╔══
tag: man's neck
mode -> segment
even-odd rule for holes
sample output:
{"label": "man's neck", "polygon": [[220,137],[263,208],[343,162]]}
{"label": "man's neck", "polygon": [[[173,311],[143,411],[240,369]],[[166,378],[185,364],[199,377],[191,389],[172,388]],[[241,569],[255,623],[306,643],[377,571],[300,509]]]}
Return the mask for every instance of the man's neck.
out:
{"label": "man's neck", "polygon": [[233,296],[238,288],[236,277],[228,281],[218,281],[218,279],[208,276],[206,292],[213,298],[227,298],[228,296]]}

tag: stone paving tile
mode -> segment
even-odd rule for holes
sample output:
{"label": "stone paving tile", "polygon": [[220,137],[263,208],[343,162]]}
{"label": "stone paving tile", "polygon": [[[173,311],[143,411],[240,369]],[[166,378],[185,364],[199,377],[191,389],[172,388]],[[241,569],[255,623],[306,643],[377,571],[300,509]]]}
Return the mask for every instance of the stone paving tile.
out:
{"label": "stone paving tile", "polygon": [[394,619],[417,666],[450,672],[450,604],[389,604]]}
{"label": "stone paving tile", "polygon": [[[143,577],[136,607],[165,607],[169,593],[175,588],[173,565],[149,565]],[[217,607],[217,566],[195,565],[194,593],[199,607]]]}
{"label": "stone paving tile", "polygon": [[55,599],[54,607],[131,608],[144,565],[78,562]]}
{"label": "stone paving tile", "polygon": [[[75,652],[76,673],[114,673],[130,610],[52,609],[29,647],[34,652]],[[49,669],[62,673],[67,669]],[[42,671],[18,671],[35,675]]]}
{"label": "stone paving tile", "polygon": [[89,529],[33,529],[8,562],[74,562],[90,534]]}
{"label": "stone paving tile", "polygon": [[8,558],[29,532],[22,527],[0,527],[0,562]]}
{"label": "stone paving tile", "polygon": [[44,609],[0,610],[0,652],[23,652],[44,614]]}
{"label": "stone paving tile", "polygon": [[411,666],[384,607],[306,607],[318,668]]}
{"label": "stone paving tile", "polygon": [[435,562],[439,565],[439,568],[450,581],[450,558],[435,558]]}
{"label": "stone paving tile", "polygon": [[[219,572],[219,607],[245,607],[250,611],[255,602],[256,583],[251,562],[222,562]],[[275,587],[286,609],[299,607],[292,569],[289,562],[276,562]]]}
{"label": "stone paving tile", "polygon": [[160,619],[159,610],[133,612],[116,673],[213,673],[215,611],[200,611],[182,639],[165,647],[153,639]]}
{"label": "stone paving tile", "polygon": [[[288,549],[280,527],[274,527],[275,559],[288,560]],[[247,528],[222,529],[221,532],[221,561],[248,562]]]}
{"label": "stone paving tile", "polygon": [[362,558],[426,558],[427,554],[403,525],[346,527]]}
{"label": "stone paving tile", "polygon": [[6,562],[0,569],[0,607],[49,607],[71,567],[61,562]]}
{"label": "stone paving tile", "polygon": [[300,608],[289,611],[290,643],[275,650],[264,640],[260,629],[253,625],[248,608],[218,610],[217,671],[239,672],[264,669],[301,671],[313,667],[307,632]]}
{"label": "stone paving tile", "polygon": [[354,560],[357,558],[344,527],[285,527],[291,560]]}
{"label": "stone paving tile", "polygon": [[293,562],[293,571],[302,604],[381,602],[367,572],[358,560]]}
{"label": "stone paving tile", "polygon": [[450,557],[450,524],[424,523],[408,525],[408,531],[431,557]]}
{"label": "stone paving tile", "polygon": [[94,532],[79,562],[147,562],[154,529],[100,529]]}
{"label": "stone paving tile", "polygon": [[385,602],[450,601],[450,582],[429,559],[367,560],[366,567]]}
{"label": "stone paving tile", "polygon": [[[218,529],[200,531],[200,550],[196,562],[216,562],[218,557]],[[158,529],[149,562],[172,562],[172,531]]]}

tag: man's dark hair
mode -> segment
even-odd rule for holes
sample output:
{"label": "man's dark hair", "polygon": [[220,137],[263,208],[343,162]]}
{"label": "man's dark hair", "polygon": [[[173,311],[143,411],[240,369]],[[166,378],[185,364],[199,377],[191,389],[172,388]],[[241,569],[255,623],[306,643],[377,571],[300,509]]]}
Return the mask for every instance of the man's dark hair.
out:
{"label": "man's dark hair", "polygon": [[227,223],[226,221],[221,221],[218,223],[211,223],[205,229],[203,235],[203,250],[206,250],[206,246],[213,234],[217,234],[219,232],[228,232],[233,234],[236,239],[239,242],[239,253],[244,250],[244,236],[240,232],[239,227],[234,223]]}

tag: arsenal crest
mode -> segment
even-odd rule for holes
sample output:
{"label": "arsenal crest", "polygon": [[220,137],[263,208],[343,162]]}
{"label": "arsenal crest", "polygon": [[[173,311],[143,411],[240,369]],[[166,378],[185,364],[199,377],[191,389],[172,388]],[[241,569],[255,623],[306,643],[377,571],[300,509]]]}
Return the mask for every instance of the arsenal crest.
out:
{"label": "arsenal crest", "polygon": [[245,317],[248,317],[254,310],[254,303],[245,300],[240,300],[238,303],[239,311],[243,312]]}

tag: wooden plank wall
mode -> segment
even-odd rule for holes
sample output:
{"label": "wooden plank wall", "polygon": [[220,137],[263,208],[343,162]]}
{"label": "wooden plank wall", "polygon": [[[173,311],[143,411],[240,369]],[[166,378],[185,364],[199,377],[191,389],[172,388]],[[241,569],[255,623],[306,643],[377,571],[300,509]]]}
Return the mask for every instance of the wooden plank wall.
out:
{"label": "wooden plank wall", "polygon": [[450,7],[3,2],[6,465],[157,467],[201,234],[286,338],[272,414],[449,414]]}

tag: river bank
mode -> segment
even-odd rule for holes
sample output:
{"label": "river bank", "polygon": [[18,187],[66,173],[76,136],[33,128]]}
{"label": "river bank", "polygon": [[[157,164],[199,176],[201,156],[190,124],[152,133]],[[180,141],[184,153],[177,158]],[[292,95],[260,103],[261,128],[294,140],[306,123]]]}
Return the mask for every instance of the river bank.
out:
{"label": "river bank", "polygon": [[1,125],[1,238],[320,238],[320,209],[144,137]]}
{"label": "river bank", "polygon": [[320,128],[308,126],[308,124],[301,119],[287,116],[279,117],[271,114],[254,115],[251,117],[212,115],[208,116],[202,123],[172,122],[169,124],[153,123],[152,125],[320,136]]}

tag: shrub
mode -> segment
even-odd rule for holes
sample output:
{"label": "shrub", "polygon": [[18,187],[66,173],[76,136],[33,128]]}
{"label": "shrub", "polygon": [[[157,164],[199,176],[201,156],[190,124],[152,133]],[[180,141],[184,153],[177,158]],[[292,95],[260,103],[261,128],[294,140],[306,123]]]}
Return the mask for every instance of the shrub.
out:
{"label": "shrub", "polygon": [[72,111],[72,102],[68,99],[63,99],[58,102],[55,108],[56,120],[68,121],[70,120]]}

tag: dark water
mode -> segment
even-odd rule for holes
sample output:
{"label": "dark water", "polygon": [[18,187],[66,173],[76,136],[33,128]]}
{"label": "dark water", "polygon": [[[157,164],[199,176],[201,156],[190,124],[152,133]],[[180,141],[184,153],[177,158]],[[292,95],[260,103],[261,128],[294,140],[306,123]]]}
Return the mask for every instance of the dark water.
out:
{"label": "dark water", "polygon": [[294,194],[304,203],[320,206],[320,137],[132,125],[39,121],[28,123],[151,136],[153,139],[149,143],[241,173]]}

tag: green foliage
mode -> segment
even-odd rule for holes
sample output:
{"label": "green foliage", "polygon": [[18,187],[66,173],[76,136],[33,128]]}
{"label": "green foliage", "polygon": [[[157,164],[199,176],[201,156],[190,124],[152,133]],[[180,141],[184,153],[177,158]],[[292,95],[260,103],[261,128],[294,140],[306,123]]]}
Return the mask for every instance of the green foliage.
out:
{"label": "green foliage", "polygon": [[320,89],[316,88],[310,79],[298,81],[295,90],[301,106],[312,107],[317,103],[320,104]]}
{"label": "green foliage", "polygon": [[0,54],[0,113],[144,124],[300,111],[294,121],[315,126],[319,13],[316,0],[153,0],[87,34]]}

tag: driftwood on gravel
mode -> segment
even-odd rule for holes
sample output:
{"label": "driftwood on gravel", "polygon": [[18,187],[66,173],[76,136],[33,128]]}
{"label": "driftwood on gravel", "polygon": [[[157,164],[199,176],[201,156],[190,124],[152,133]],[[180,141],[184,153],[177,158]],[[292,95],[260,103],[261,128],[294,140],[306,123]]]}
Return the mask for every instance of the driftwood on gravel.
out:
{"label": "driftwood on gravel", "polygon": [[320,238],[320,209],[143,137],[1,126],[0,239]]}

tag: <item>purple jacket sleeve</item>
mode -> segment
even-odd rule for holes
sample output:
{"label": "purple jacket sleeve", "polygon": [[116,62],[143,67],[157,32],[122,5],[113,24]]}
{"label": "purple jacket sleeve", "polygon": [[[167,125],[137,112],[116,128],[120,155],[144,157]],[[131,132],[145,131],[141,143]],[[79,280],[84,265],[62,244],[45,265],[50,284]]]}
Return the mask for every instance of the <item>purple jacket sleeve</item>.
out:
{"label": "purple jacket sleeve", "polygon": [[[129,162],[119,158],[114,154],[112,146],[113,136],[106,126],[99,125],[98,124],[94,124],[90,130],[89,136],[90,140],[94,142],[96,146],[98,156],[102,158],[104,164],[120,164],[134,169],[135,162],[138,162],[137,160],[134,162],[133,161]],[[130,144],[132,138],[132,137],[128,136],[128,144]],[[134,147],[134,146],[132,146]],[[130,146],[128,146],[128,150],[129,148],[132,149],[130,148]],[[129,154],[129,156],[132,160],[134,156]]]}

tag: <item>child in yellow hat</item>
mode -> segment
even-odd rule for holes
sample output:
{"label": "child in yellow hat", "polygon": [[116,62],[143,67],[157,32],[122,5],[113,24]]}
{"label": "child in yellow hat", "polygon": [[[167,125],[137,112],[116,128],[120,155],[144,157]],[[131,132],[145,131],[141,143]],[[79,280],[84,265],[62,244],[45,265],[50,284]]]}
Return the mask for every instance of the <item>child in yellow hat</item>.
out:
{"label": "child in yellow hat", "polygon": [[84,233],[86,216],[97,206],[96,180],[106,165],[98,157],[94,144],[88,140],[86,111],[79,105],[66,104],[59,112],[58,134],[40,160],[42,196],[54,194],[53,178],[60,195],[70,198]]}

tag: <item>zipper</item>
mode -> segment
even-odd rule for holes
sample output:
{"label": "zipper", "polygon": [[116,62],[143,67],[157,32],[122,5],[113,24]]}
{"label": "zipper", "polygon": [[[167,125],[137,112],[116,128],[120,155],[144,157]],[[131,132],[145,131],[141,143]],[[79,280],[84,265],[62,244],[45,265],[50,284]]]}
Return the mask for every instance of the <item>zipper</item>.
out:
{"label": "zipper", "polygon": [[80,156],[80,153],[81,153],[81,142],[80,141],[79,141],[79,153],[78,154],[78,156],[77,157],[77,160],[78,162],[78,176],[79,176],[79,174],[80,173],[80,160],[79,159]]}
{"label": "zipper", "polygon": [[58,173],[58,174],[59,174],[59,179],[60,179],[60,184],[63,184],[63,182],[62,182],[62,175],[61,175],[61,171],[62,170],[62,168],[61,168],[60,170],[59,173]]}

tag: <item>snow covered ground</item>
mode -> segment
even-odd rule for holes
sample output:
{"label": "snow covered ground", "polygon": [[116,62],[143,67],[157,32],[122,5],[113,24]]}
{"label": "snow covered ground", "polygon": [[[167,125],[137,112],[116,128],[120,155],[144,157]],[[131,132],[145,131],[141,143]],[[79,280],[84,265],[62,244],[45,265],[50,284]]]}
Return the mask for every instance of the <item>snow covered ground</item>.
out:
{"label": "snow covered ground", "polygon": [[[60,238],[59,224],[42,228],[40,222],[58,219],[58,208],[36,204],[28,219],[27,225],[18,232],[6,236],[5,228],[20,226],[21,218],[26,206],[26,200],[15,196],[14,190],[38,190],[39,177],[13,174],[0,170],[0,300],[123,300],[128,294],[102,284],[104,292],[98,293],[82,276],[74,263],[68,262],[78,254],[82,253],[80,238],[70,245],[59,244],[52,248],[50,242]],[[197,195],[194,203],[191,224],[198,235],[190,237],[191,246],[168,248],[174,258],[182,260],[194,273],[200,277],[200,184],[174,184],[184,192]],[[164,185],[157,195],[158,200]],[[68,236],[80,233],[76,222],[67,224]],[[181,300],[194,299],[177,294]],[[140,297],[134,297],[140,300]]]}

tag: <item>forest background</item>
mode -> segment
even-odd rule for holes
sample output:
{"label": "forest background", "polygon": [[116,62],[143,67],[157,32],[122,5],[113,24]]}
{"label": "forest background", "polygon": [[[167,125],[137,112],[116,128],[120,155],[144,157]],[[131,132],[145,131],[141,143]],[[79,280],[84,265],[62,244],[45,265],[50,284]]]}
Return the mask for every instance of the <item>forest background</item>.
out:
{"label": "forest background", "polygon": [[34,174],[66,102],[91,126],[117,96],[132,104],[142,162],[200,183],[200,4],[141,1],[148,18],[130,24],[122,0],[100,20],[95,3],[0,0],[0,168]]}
╚══
# [Aim of the exercise]
Begin with the line that contains "tag: <item>forest background</item>" and end with the last line of the records; set down every line in that span exactly, and nothing else.

# [Response to this task]
tag: <item>forest background</item>
mode -> segment
even-odd rule for holes
sample output:
{"label": "forest background", "polygon": [[116,62],[143,67],[157,32],[122,5],[113,24]]}
{"label": "forest background", "polygon": [[[167,125],[137,112],[116,128],[120,155],[144,157]],[[131,132],[145,131],[141,143]],[[79,280],[84,265],[62,244],[45,265],[50,284]]]}
Return the mask for every instance of the <item>forest background</item>.
out:
{"label": "forest background", "polygon": [[34,174],[66,102],[91,126],[117,96],[132,104],[142,162],[200,183],[200,4],[141,1],[148,18],[130,24],[122,0],[100,20],[95,3],[0,0],[0,168]]}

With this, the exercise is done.